Dos maiores ídolos rubro-negros, Gabigol vive seu pior momento no clube. Deu entrevista afirmando que queria brigar pela posição de centroavante com Pedro, mas acabou escalado aberto pela direita, lado por onde o Flamengo foi uma avenida. Não por culpa exclusiva do camisa 10, que não tem o mesmo poder de combate de Matheus França, mas em função de todos que ocuparam aquela faixa.
Varela, que não justificou sua contratação até hoje, fez péssima partida. Cometeu erro grave no segundo gol, não deu sequência às jogadas e tomou um baile do trio Marcelo/Alexsander/Keno. Ainda pela direita, Fabrício Bruno, o melhor zagueiro do time no ano, fez sua pior partida pelo clube.
Aí passamos por Gerson, que ainda não conseguiu ser “aquele Gerson” por questões individuais e também pelo esquema que o isola ao lado de Thiago Maia; David Luiz, Everton Cebolinha, Everton Ribeiro no segundo tempo... Vários medalhões que não funcionaram neste domingo e que não fazem boa temporada.
Engolido no início
A apatia do Flamengo permitia que Marcelo, Alexsander e Keno desfilassem pela esquerda. Com 20 minutos, o Tricolor tinha 64% de posse de bola e o placar de 3 a 0 no quesito finalizações.
Aos 26, um gol com muita facilidade. Fabrício Bruno tocou na fogueira para Everton Cebolinha, que desatento e desacelerado, perdeu para Ganso. Na sequência, Guga, com extrema liberdade, deu a Marcelo, que girou facilmente diante do mesmo Cebolinha, deixou Gerson no chão e abriu o placar.
Um novo show de erros aconteceu cinco minutos depois, e o Fluminense começou a dar totó no Flamengo. Varela errou pela direita, Keno levou a bola para frente com muito espaço e encontrou um também livríssimo Ganso. De primeira para Cano, de primeira para o gol. David Luiz não acompanhou o argentino, e Léo Pereira deu condição para o mesmo. A linha de impedimento tão bem encaixada no primeiro jogo não foi nem sombra na finalíssima. Pane total.
Olés tão marcantes quanto nos gols
Outros dois lances que não resultaram em gol foram claros prenúncios de vitória fácil do Fluminense. Aos 41 minutos do primeiro tempo, o lance do cartão amarelo de Léo Pereira é um deles. Com 18 toques em 15 segundos, Alexsander, Guga, Ganso, Nino e André fizeram Cebolinha, Gerson e Thiago Maia andarem de um lado para o outro. Estavam na roda e pareciam não saber o que fazer. Próximo à troca de passes, Gabigol olhava e também não tomava decisão. Léo foi no corpo de Arias e parou a “toqueira tricolor”.
Pouco depois, Santos fez defesaça em nova jogada constituída por 18 toques, esta em 18 segundos. Impressionou a liberdade com a qual Ganso cobrou falta. Gabigol estava próximo, mas olhou a bola passar perto de si antes de encontrar Marcelo, também completamente desmarcado. O camisa 12 tricolor deu oito toques na bola até encontrar Keno, que deu um drible da vaca em Fabrício Bruno e entregou a Ganso. Alexsander recebeu na área, driblou Fabrício e chutou para grande defesa do goleiro rival. Fácil, fácil.

[Excertos de dados de apontamento]

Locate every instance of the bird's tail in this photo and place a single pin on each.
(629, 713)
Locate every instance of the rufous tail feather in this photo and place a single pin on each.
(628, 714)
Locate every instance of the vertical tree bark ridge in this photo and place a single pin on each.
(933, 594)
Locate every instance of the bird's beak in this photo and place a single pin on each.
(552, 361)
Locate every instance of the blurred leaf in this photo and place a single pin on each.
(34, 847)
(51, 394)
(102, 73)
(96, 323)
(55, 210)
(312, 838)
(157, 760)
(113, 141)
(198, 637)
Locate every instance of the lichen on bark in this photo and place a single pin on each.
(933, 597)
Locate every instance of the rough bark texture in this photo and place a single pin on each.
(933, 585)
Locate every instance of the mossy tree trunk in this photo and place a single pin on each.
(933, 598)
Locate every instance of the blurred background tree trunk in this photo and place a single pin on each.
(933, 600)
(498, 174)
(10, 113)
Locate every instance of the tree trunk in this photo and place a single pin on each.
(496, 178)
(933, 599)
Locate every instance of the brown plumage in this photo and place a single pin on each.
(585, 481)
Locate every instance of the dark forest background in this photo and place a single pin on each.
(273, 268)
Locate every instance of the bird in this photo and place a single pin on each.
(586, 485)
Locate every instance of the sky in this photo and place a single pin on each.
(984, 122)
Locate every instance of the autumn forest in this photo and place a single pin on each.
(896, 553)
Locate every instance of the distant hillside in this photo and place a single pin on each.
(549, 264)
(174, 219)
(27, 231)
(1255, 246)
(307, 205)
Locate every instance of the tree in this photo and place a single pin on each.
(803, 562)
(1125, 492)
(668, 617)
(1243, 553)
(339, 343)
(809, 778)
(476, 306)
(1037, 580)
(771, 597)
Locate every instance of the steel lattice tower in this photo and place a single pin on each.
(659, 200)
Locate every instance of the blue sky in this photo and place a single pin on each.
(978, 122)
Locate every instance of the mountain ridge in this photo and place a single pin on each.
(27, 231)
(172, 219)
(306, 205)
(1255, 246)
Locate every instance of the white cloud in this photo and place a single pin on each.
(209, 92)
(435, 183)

• [Exercício proposto 1]:
Responda às perguntas abaixo com base na análise do jogo apresentada acima.
(a) Com 20 minutos, qual era a porcentagem de posse de bola do Tricolor?
(b) Quem abriu o placar?
(c) Quantos toques teve a jogada que terminou no cartão amarelo de Léo Pereira, e em quanto tempo?
• [Exercício proposto 2]:
Indique se cada afirmação abaixo está de acordo com a análise do jogo, respondendo sim ou não e citando as palavras do texto que decidem a questão.
(a) Gabigol foi escalado como centroavante.
(b) Fabrício Bruno é apontado como o melhor zagueiro do time no ano.
(c) O gol de Cano saiu dez minutos depois do gol de Marcelo.
• [Exercício proposto 3]:
Reescreva em forma de lista o parágrafo da análise do jogo que começa com "Varela, que não justificou sua contratação", mantendo seus fatos principais.

• [Resultado correto 1]:
(a) 64%.
(b) Marcelo.
(c) 18 toques em 15 segundos.

• [Resultado correto 2]:
(a) Não: "acabou escalado aberto pela direita".
(b) Sim: "Fabrício Bruno, o melhor zagueiro do time no ano".
(c) Não: "Um novo show de erros aconteceu cinco minutos depois".

• [Resultado correto 3]:
- Varela, que ainda não justificou sua contratação, fez péssima partida.
- Ele cometeu erro grave no segundo gol.
- Ele não deu sequência às jogadas.
- Ele tomou um baile do trio Marcelo/Alexsander/Keno.
- Fabrício Bruno, o melhor zagueiro do time no ano, também atuou pela direita e fez sua pior partida pelo clube.